Kutipan halaman:
Lindungi Perusahaan Pers, Hak Publisher Perlu Diatur dalam UU Hak Cipta
Terbaru

Lindungi Perusahaan Pers, Hak Publisher Perlu Diatur dalam UU Hak Cipta

Problematikanya terdapat pada hak publisher lewat konten-konten berita media di Indonesia yang disebarkan di platform digital. Di mana platform-platform digital ini, seperti Google, Facebook dan lain sebagainya melakukan monetisasi dan mendapatkan keuntungan ekonomi atas konten-konten milik pers lewat display iklan.

Fitri Novia Heriani
Bacaan 2 Menit
FHUII bersama Hukumonline menggelar International Seminar An Interface Between Copyrights and Journalism in the Digital Transformation Era, Kamis (27/7). Foto: HOL
FHUII bersama Hukumonline menggelar International Seminar An Interface Between Copyrights and Journalism in the Digital Transformation Era, Kamis (27/7). Foto: HOL

Digitalisasi di sektor pers memang memiliki keunggulan di beberapa hal. Misalnya mempermudah konsumen menikmati berita dengan bermodal smartphone dan internet. Sementara di sisi perusahaan pers, pemberitaan yang dikemas secara online memberikan efisiensi dari sisi biaya jika dibandingkan dengan media konvensional yang mengandalkan kertas.

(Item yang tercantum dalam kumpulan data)

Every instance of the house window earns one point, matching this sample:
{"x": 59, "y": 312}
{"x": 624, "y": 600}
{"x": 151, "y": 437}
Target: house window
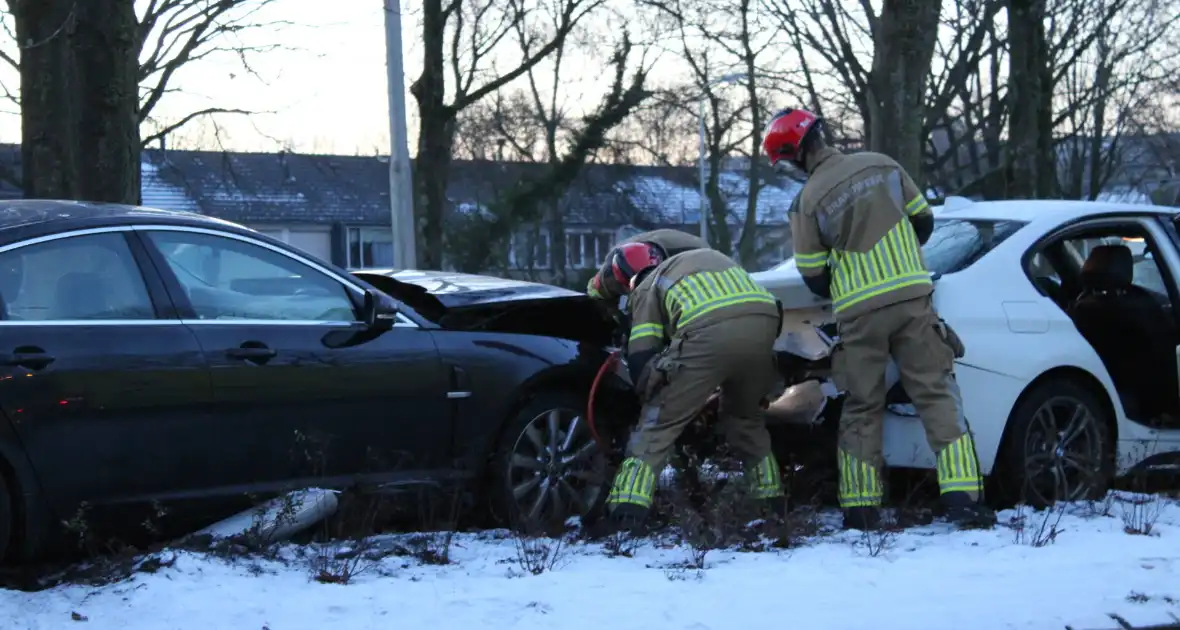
{"x": 369, "y": 247}
{"x": 585, "y": 250}
{"x": 524, "y": 242}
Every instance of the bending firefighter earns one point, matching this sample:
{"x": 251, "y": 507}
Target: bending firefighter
{"x": 669, "y": 243}
{"x": 858, "y": 228}
{"x": 697, "y": 322}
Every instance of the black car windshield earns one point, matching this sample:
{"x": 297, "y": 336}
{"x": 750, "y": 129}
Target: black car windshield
{"x": 956, "y": 243}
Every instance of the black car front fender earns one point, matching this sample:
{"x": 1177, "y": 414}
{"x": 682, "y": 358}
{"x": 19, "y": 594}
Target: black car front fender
{"x": 506, "y": 371}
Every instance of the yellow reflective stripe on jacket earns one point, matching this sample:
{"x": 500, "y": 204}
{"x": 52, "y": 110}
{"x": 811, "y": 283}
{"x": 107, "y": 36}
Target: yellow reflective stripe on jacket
{"x": 634, "y": 484}
{"x": 646, "y": 330}
{"x": 860, "y": 483}
{"x": 916, "y": 205}
{"x": 892, "y": 263}
{"x": 811, "y": 261}
{"x": 705, "y": 291}
{"x": 957, "y": 467}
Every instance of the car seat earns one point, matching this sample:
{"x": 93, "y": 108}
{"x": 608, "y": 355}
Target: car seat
{"x": 1131, "y": 332}
{"x": 80, "y": 295}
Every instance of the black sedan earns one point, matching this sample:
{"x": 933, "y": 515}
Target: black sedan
{"x": 172, "y": 360}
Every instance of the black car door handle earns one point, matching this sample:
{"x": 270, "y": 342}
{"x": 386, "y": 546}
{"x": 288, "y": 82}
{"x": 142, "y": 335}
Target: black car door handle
{"x": 251, "y": 350}
{"x": 26, "y": 356}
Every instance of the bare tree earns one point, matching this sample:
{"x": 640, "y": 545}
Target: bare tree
{"x": 890, "y": 90}
{"x": 1132, "y": 60}
{"x": 79, "y": 126}
{"x": 93, "y": 73}
{"x": 177, "y": 33}
{"x": 662, "y": 132}
{"x": 530, "y": 201}
{"x": 722, "y": 44}
{"x": 466, "y": 33}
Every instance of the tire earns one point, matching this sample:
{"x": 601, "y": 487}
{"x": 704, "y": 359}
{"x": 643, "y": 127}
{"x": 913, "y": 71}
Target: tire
{"x": 6, "y": 518}
{"x": 522, "y": 467}
{"x": 1031, "y": 466}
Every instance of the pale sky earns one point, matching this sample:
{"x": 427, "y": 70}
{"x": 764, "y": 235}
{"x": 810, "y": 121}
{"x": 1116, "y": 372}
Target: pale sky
{"x": 327, "y": 94}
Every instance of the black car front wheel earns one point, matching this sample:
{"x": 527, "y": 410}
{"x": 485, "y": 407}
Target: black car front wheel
{"x": 548, "y": 466}
{"x": 5, "y": 517}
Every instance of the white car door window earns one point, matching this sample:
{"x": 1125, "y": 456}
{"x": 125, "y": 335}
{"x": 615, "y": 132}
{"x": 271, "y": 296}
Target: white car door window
{"x": 79, "y": 277}
{"x": 227, "y": 279}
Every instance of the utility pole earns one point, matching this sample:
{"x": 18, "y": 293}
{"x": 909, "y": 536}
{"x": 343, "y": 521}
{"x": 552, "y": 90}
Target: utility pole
{"x": 401, "y": 201}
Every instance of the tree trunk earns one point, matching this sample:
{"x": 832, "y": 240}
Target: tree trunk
{"x": 107, "y": 67}
{"x": 46, "y": 112}
{"x": 436, "y": 124}
{"x": 79, "y": 110}
{"x": 1029, "y": 91}
{"x": 905, "y": 37}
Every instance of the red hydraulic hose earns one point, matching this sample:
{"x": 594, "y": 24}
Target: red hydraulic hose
{"x": 594, "y": 389}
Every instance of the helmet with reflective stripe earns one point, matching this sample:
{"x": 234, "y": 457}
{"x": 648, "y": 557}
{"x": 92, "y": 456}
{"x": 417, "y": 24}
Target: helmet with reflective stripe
{"x": 629, "y": 261}
{"x": 787, "y": 135}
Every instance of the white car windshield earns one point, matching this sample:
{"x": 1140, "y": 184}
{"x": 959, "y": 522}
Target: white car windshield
{"x": 955, "y": 244}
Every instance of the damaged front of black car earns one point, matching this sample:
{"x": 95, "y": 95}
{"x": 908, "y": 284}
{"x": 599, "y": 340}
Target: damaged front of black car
{"x": 524, "y": 358}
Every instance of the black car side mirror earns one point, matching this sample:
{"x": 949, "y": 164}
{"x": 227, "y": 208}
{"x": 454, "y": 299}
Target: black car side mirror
{"x": 378, "y": 312}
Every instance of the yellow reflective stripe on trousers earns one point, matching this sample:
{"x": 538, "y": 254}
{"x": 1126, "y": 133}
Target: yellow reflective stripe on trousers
{"x": 767, "y": 483}
{"x": 916, "y": 205}
{"x": 635, "y": 484}
{"x": 892, "y": 263}
{"x": 860, "y": 484}
{"x": 958, "y": 468}
{"x": 706, "y": 291}
{"x": 647, "y": 330}
{"x": 811, "y": 261}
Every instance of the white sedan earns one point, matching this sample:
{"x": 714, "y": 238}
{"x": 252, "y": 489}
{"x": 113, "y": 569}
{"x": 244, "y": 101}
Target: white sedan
{"x": 1067, "y": 312}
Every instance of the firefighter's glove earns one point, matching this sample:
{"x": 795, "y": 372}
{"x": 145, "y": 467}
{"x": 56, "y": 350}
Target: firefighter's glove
{"x": 951, "y": 339}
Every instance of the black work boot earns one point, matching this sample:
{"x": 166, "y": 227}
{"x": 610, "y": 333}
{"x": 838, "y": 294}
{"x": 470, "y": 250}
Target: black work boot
{"x": 628, "y": 517}
{"x": 968, "y": 513}
{"x": 861, "y": 518}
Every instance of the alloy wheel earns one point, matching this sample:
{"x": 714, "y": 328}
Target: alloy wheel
{"x": 1063, "y": 452}
{"x": 556, "y": 468}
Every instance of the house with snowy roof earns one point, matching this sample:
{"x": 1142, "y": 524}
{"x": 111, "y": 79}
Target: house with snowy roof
{"x": 338, "y": 207}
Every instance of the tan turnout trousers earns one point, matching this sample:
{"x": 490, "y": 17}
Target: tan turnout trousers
{"x": 912, "y": 334}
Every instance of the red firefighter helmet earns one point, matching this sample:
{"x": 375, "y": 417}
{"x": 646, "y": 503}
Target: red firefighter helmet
{"x": 630, "y": 260}
{"x": 787, "y": 135}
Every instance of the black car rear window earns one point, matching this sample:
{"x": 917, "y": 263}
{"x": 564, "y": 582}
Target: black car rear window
{"x": 957, "y": 243}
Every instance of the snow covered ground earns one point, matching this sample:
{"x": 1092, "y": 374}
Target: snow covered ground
{"x": 925, "y": 578}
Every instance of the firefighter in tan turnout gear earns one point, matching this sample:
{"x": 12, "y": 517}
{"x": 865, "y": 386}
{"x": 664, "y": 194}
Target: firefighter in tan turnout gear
{"x": 603, "y": 284}
{"x": 858, "y": 228}
{"x": 697, "y": 322}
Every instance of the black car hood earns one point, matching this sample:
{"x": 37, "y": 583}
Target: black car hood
{"x": 456, "y": 290}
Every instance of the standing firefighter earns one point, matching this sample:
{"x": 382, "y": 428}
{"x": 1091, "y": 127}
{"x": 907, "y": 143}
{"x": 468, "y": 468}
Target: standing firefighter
{"x": 603, "y": 284}
{"x": 697, "y": 322}
{"x": 858, "y": 229}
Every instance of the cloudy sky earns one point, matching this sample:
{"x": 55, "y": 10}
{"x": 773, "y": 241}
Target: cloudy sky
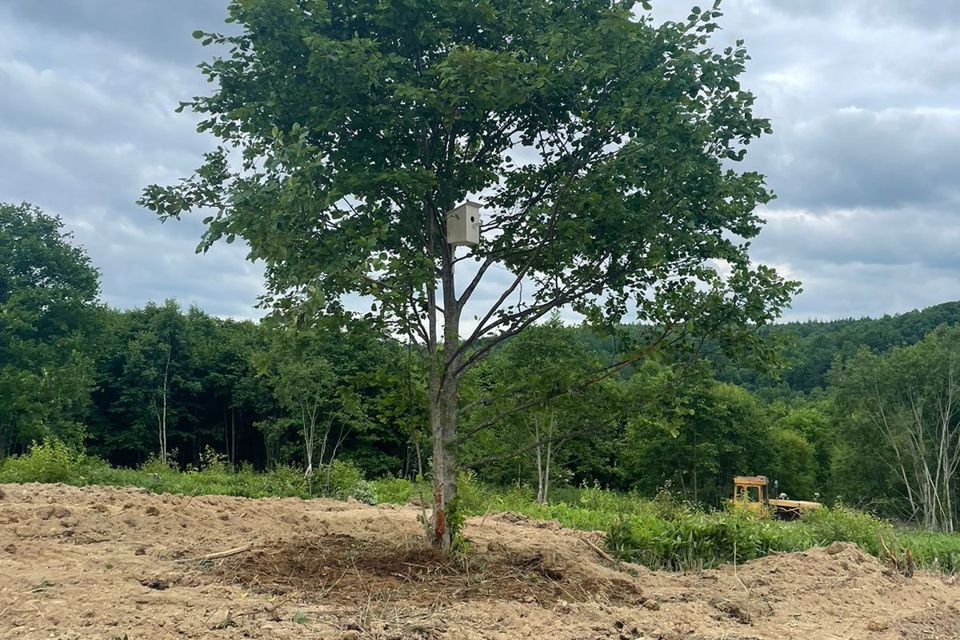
{"x": 864, "y": 96}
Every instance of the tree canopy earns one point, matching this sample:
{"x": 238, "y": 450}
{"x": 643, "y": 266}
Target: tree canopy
{"x": 602, "y": 145}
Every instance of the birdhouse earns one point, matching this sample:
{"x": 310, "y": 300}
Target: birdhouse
{"x": 463, "y": 225}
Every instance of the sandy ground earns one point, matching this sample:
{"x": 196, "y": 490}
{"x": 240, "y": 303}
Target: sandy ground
{"x": 111, "y": 563}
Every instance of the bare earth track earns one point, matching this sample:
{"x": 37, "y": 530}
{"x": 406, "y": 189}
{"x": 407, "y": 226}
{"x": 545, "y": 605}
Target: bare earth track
{"x": 110, "y": 563}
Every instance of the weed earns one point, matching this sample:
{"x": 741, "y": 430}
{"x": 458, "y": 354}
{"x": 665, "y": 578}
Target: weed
{"x": 226, "y": 623}
{"x": 299, "y": 617}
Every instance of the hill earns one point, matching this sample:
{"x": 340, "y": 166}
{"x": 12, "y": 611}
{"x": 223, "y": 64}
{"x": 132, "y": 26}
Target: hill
{"x": 101, "y": 562}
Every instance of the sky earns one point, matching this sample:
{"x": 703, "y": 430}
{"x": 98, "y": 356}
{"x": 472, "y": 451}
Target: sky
{"x": 863, "y": 95}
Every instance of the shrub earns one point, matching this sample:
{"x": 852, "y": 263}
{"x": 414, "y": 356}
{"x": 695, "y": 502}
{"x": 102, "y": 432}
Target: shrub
{"x": 51, "y": 461}
{"x": 393, "y": 490}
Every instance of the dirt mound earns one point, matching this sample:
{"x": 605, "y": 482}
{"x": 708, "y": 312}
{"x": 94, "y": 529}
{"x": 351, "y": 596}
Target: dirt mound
{"x": 107, "y": 563}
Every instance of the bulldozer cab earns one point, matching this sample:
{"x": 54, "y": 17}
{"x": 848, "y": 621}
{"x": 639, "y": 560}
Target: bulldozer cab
{"x": 750, "y": 489}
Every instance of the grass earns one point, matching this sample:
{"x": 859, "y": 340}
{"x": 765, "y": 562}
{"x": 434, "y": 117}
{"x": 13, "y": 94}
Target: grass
{"x": 660, "y": 533}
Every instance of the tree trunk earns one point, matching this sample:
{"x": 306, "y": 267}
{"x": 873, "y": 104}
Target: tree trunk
{"x": 443, "y": 422}
{"x": 162, "y": 418}
{"x": 443, "y": 404}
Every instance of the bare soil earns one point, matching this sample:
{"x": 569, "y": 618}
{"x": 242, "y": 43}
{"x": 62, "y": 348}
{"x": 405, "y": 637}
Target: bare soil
{"x": 109, "y": 563}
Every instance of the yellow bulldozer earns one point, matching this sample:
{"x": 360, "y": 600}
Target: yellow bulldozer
{"x": 752, "y": 493}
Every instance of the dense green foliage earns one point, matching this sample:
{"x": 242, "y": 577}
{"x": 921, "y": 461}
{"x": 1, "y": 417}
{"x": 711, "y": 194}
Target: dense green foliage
{"x": 605, "y": 147}
{"x": 543, "y": 411}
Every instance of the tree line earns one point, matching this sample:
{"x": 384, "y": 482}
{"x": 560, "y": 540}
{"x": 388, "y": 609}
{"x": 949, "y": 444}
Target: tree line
{"x": 879, "y": 429}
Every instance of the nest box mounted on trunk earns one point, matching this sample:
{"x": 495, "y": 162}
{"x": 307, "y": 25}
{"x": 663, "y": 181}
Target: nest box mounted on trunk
{"x": 463, "y": 225}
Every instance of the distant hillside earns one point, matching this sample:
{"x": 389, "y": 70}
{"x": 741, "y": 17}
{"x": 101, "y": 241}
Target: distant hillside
{"x": 813, "y": 346}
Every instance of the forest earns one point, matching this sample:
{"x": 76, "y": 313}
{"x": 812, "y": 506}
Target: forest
{"x": 860, "y": 412}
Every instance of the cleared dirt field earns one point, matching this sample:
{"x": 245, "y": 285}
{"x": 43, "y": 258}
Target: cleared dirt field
{"x": 111, "y": 563}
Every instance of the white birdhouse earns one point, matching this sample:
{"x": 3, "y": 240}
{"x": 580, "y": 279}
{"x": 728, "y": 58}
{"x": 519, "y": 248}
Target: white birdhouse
{"x": 463, "y": 225}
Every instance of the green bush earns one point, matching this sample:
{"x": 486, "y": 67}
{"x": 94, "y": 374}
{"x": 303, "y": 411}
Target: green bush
{"x": 393, "y": 490}
{"x": 52, "y": 461}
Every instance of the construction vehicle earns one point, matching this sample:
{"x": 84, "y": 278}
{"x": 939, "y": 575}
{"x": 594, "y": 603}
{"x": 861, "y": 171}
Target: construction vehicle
{"x": 751, "y": 492}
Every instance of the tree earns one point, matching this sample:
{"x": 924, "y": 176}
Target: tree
{"x": 532, "y": 395}
{"x": 603, "y": 146}
{"x": 313, "y": 393}
{"x": 904, "y": 409}
{"x": 691, "y": 433}
{"x": 48, "y": 290}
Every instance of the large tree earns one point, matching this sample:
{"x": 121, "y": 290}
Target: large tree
{"x": 602, "y": 145}
{"x": 47, "y": 293}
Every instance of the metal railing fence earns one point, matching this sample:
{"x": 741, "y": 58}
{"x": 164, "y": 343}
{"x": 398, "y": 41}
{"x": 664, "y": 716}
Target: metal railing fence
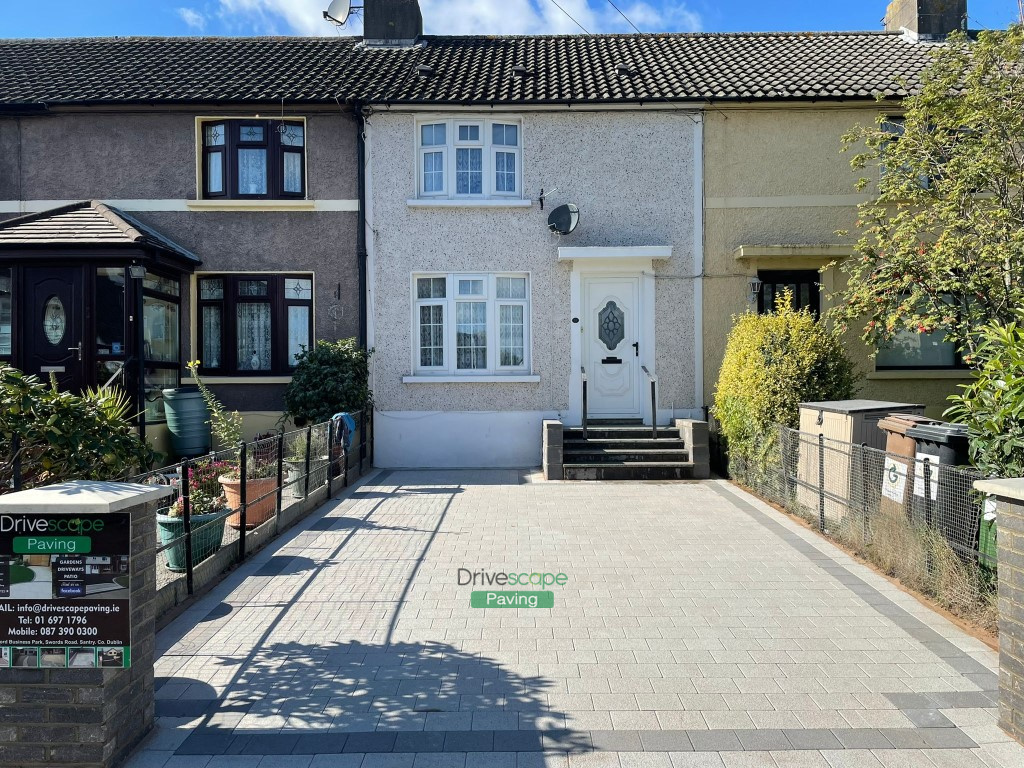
{"x": 223, "y": 500}
{"x": 914, "y": 519}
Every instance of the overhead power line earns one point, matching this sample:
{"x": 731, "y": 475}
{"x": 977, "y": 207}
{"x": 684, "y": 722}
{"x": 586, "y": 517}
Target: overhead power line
{"x": 553, "y": 2}
{"x": 636, "y": 28}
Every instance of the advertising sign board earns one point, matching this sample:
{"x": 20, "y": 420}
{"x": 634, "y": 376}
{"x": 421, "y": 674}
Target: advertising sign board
{"x": 65, "y": 590}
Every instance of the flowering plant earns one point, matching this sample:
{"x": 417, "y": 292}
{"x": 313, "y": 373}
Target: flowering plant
{"x": 205, "y": 495}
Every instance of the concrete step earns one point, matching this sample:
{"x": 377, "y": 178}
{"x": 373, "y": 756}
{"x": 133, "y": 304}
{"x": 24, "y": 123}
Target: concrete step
{"x": 630, "y": 471}
{"x": 605, "y": 456}
{"x": 630, "y": 432}
{"x": 635, "y": 443}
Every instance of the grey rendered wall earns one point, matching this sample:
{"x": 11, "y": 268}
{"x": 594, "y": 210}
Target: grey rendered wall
{"x": 147, "y": 155}
{"x": 631, "y": 173}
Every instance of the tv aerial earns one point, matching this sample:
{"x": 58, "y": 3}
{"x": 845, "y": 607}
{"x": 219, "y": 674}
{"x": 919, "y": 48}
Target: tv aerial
{"x": 563, "y": 219}
{"x": 339, "y": 11}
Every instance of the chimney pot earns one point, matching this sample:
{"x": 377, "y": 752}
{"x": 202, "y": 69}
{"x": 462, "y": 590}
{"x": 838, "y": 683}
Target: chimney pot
{"x": 926, "y": 19}
{"x": 391, "y": 23}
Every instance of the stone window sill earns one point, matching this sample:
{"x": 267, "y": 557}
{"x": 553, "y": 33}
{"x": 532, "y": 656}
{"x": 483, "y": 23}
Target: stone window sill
{"x": 491, "y": 203}
{"x": 251, "y": 205}
{"x": 486, "y": 379}
{"x": 956, "y": 374}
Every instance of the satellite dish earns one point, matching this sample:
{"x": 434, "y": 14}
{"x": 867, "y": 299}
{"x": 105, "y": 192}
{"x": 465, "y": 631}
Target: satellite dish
{"x": 338, "y": 11}
{"x": 563, "y": 219}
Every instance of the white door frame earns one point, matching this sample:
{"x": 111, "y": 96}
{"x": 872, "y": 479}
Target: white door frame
{"x": 619, "y": 265}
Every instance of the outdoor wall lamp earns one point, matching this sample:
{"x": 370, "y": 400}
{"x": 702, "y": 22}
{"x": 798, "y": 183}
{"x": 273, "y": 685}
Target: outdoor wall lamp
{"x": 754, "y": 285}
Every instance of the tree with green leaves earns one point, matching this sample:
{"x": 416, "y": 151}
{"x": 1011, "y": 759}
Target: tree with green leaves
{"x": 941, "y": 243}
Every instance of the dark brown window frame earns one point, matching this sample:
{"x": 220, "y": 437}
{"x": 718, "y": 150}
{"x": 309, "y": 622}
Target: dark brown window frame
{"x": 147, "y": 364}
{"x": 280, "y": 365}
{"x": 786, "y": 276}
{"x": 275, "y": 152}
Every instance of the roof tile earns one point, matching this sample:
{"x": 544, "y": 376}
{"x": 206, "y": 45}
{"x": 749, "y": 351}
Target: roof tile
{"x": 468, "y": 70}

Kerjakan berikut ini:
A - Ubah baris-baris daftar, mulai dari baris yang memuat "Every instance of the satellite" sampai baris terakhir daftar, menjadi tabel Markdown dengan kolom "Nomor" dan "Baris daftar". Lewati baris kosong.
B - Lanjutkan artikel tentang hak publisher dalam UU Hak Cipta, dimulai setelah kalimat terakhir yang ditampilkan.

Jawaban di bawah:
A -
| Nomor | Baris daftar |
|---|---|
| 1 | Every instance of the satellite dish earns one point, matching this sample: |
| 2 | {"x": 434, "y": 14} |
| 3 | {"x": 867, "y": 299} |
| 4 | {"x": 105, "y": 192} |
| 5 | {"x": 465, "y": 631} |
| 6 | Target: satellite dish |
| 7 | {"x": 338, "y": 11} |
| 8 | {"x": 563, "y": 219} |
| 9 | Every instance of the white door frame earns one point, matching this sample: |
| 10 | {"x": 111, "y": 96} |
| 11 | {"x": 872, "y": 479} |
| 12 | Target: white door frame |
| 13 | {"x": 619, "y": 265} |
| 14 | Every instance of the outdoor wall lamp earns one point, matching this sample: |
| 15 | {"x": 370, "y": 400} |
| 16 | {"x": 702, "y": 22} |
| 17 | {"x": 798, "y": 183} |
| 18 | {"x": 273, "y": 685} |
| 19 | Target: outdoor wall lamp |
| 20 | {"x": 754, "y": 285} |
| 21 | Every instance of the tree with green leaves earns one point, matching this sample: |
| 22 | {"x": 416, "y": 151} |
| 23 | {"x": 1011, "y": 759} |
| 24 | Target: tree with green leaves |
| 25 | {"x": 941, "y": 243} |
| 26 | Every instance of the dark brown window frame earns one point, matching this sample: |
| 27 | {"x": 220, "y": 437} |
| 28 | {"x": 718, "y": 150} |
| 29 | {"x": 309, "y": 622} |
| 30 | Target: dark brown window frame |
| 31 | {"x": 147, "y": 364} |
| 32 | {"x": 280, "y": 365} |
| 33 | {"x": 786, "y": 276} |
| 34 | {"x": 275, "y": 152} |
| 35 | Every instance of the roof tile earns one point, matching this sample: |
| 36 | {"x": 544, "y": 376} |
| 37 | {"x": 206, "y": 45} |
| 38 | {"x": 749, "y": 351} |
| 39 | Target: roof tile |
| 40 | {"x": 468, "y": 70} |

B -
Pun demikian, nyatanya digitalisasi itu tak selamanya membawa kebaikan. Saat ini isu yang berkembang di kalangan pers adalah publisher right, yakni bentuk pertanggungjawaban dari platform digital seperti Google, Facebook dan sejenisnya untuk memberikan nilai ekonomi atas konten-konten pers lokal dan nasional.

Misalnya saja Google. Aplikasi Google yang kerap disebut dengan kamus berjalan tersebut mungkin hampir terpasang di sebagian besar gawai masyarakat dunia. Mesin pencari asal Amerika Serikat itu memasang berbagai macam berita lokal dan nasional pada laman utama. Sehingga pada saat mengklik logo berwarna-warni itu, pengguna langsung disajikan beragam berita dari berbagai media.

Baca Juga:

Untuk menikmati bacaan itu, masyarakat memang tidak dipungut biaya. Tapi persoalannya tidak sesederhana itu. Menurut Guru Besar Fakultas Hukum Universitas Islam Indonesia (FHUII) Prof. Budi Agus Riswandi, ada kenikmatan ekonomi yang diperoleh Google saat menyebarkan berita pada laman platform miliknya.

“Ini jadi isu hangat beberapa waktu lalu. Mengapa Dewan Pers mengusulkan untuk membentuk Perpres mengenai hak publisher? Karena perkembangan teknologi ini tidak serta merta menguntungkan bagi pers, sebaliknya, merugikan perusahaan pers,” kata Prof. Budi dalam International Seminar ”An Interface Between Copyrights and Journalism in the Digital Transformation Era”, Kamis (27/7).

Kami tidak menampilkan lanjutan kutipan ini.